Data items>
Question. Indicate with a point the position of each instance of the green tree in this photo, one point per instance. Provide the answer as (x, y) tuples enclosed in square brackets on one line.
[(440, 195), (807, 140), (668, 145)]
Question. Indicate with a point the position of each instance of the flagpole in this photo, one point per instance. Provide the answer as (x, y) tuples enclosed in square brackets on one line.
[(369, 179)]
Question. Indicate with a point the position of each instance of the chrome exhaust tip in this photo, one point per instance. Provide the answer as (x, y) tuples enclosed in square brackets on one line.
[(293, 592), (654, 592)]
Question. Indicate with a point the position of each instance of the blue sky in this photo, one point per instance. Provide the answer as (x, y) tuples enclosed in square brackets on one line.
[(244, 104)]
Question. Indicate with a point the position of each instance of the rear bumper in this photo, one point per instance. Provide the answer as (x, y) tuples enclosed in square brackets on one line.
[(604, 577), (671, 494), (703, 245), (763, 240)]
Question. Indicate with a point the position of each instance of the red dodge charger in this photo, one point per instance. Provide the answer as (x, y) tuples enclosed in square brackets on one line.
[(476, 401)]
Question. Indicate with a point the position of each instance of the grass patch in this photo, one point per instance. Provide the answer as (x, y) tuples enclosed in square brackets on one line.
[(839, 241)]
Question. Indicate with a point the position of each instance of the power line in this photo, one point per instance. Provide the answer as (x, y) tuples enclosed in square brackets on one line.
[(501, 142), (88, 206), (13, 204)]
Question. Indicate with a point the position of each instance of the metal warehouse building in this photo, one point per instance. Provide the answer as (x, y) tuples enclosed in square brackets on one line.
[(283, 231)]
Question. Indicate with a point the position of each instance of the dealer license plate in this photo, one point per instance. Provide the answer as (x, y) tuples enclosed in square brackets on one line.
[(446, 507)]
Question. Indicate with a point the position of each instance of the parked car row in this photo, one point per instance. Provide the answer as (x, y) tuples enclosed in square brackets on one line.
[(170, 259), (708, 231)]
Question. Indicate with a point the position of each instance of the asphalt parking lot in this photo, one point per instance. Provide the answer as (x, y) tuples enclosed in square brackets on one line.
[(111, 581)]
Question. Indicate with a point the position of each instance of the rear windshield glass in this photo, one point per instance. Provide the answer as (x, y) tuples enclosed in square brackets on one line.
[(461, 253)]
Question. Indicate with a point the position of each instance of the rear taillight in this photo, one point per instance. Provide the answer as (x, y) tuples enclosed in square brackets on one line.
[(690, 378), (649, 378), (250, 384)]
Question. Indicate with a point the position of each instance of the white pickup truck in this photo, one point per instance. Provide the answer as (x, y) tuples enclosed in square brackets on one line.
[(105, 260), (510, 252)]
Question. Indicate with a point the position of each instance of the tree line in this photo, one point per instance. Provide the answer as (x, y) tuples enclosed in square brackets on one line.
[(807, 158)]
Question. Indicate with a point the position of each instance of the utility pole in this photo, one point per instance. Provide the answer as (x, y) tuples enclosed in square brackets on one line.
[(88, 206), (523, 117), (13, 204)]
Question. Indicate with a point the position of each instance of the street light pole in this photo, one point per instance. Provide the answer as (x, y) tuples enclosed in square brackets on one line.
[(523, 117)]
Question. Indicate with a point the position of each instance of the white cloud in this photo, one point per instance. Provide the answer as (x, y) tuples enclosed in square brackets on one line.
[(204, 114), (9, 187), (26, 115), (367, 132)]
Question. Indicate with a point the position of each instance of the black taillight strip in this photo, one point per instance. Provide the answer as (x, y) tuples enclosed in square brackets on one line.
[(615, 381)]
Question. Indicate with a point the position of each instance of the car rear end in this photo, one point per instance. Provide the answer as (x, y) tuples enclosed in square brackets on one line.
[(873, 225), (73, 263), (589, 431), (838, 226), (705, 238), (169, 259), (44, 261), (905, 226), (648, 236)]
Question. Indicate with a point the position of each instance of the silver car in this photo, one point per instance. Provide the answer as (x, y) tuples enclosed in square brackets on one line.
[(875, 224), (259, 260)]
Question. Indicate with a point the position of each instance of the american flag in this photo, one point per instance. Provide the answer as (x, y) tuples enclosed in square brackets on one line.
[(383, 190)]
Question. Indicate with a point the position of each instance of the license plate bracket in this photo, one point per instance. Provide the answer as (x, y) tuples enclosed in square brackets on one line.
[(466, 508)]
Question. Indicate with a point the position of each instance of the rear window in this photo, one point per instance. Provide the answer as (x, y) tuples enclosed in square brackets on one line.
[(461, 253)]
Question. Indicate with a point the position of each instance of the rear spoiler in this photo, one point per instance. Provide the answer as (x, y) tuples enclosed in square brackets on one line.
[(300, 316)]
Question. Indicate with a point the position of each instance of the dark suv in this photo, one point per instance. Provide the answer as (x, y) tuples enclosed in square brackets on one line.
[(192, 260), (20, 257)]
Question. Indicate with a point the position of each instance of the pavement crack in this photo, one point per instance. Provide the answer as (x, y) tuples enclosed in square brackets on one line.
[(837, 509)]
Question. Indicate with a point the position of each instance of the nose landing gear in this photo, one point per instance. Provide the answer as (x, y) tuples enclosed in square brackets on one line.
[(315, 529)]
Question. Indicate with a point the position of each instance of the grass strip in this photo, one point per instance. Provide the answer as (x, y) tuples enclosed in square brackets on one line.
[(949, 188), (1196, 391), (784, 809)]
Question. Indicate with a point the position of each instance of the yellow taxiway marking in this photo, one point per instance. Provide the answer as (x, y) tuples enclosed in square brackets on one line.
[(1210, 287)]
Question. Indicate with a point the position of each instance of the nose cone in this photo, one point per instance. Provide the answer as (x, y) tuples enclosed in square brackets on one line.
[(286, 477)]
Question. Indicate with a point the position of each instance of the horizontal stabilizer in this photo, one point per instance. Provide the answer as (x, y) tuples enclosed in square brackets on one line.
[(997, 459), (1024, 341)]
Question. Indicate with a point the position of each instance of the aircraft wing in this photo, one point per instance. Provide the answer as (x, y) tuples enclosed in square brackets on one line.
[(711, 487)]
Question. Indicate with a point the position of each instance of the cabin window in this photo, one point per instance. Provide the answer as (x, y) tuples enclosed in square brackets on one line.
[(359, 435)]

YOUR OBJECTIVE>
Exactly as they appear above, write out all of the lines.

EXPECTED ANSWER>
Question. Indicate with a point the position of each instance of the green tree in this photo, one point per instance. Provide the answer as (x, y) tuples enclosed in square brackets on one line.
[(440, 195), (807, 140), (668, 145)]
Question. Indicate with a point the position of each instance of the flagpole in this photo, one point per instance. Provide the answer as (x, y) tuples enclosed in square brackets on one line.
[(369, 179)]
Question. Indicate with a point the position of each instance of the chrome exhaust tip in this photo, one point per instance. Provide the answer as (x, y) tuples enclosed in square brackets on one line.
[(293, 592), (654, 592)]
Question. Indicate with a point the position of each instance of the blue sky in this photo, one point per instance. Provide the answer as (x, y) tuples enclosed in square brackets on one line.
[(244, 104)]
Question. Indicate with a point the position of each instance of the rear bumper in this photo, one point per instance. Provide the answer as (x, y) tuples enclosed in square brackets on one line.
[(604, 577), (671, 494), (703, 245), (763, 240)]
Question. Indicate with a point the position of each instance of the red dodge charger in this photo, one point per instance. Provide the answer as (x, y) tuples enclosed in square brackets on one line.
[(476, 401)]
Question. Indicate with a point the position of each instance of the grass patch in this photo, one point per instance. Provide the answer as (x, y) tuples enclosed in square brackets on one line.
[(839, 241)]
Question. Indicate with a point the position of each instance of the power line in this photo, one point per instance. Provide the answer as (x, y) tuples enclosed in square brackets on one line.
[(501, 142), (88, 206), (13, 204)]
Question. Indicate with a point the position of each instance of the metal warehouse building in this photo, one point per instance. Provide the answer as (x, y) tuples enclosed in square brackets on one line.
[(283, 231)]
Question. Indicate with a point the position of each instance of the dealer license plate in this photo, one point per instance. Provide the answer as (x, y) tuples enclosed in square brackets on one line.
[(446, 507)]
Question. Indicate with a point the position of each instance of the parked car row in this photo, one point per instance. Provide the answer as (x, y) tuples enclosed in square brackets on one line.
[(170, 259), (708, 231)]
Question. Indicate with a point the position of each instance of the asphalt parking lot in this photo, one point per instance. Provide the answer as (x, y) tuples enclosed in square brackets on one line.
[(111, 581)]
Question. Indicate with a point the position of each instance of the rear windshield glass in this photo, one point per instance. Provide the answer as (x, y) tuples enclosed in square brackets on one line.
[(461, 253)]
Question. Indicate with a point the position of each instance of the rear taillight in this photo, one point per instance. Provide the answer as (x, y) tuples enclosed in square brackets on one line.
[(690, 378), (649, 378), (250, 384)]
Question. Indicate with a point the position of each instance of the white pickup truck in this photo, one point per instance. Provide the answer as (x, y) tuples enclosed in square brackets on one line.
[(105, 260), (510, 252)]
Question. Indicate with a point the position of each instance of the tree line in this photo, one point per instance. Provide the answer as (x, y) tuples enclosed in square brackets on one line.
[(807, 158)]
Question. Indicate with a point the position of each instance of the utility pole in this photo, one point per instance. Provide the answer as (x, y) tuples enclosed in square brackets on one line.
[(88, 206), (523, 117), (13, 204)]
Question. Indicate with a point the position of each instance of the street light pole in this photo, one point per instance. Provide the answer as (x, y) tuples enclosed in square brackets on one line.
[(523, 117)]
Question. Indicate with a point the position of each instance of the white cloud in this photo, one point per instance. Provide the answer as (x, y) tuples enclosed in square brackets on one line.
[(204, 114), (9, 187), (26, 115), (367, 132)]
Question. Indicate with a point the position of each instance of the black taillight strip in this photo, one point per instance. Provide the answer as (x, y) tuples enclosed in square brackets on one line.
[(615, 381)]
Question. Indicate with a point the position of each instance of the car rear end in this photo, one point per instance. Provide the answer as (x, y) tuples enclosed in square brackets on one line.
[(873, 225), (73, 263), (589, 431), (838, 226), (705, 238), (169, 259), (44, 261), (905, 226), (648, 236)]
Question. Indicate with a point the position of each instance of the silver car in this photo, one point per instance. Provide the answer as (x, y) tuples enclosed in square brackets on one line.
[(875, 224), (259, 260)]
Question. Indicate with a point the position of each instance of the american flag in this photo, one point per instance. Provide the answer as (x, y) tuples enclosed in square brackets on one line.
[(383, 190)]
Question. Indicate with a point the position of each instance of the license plate bracket in this photo, one point per instance. Provide the answer as (x, y) tuples enclosed in square brackets on one line.
[(466, 508)]
Question. Indicate with a point the position of each instance of the rear window in this photo, one point per instance. Provide the answer as (x, y) tuples enclosed in square brackets on one line.
[(461, 253)]
Question. Indicate with a point the position of each instance of the rear spoiler in this photo, one point per instance. Provide the answer as (x, y) tuples enclosed in square brackets on one line.
[(300, 316)]
Question. Indicate with a point the position of each instance of the dark suv in this photo, one point per instance. Provide the answer as (x, y) tuples enclosed in square brackets on one line.
[(192, 260), (20, 257)]
Question. Indicate with a point the position of each instance of the pavement crack in this photo, one point per instance. Provide the answer as (x, y) tuples enclosed in square brackets on one line.
[(837, 509)]
Question. Indicate with a point the position of each instance of the nose landing gear in this photo, one point per instance. Provide the answer as (x, y) tuples enclosed in square brackets on one line.
[(315, 529)]
Question. Indicate with a point the position of each instance of the grass strip in this photo, one point per instance. Provide the answer as (x, y) tuples enclosed in square brackets on one line.
[(949, 188), (1196, 391), (784, 809)]
Question. Indicate with a point the position of each instance of the yellow taxiway marking in this photo, one point per instance. Provide the answer as (x, y) tuples enclosed in square brackets on one line.
[(1210, 287)]
Question. Indicate with a point the position of each instance of the nose cone in this photo, one point per instance. Provide the answer as (x, y) tuples enclosed in square brackets on one line.
[(286, 477)]
Question. Indicate with a point the position of each instance of the horizontal stabilizer in this photo, one point per instance. Provide the answer as (x, y) tuples enclosed in square brackets on one line.
[(997, 459), (1024, 341)]
Question. Indicate with a point the position of each instance of the aircraft wing in this photo, one point per instance. Provide the answer as (x, y) tuples enclosed in square brackets on one line.
[(711, 487)]
Question. Indicate with a point the position of each instance of the cabin window in this photo, one point per instance. Provide the answer as (x, y) tuples enclosed in square brackets on one line.
[(359, 435)]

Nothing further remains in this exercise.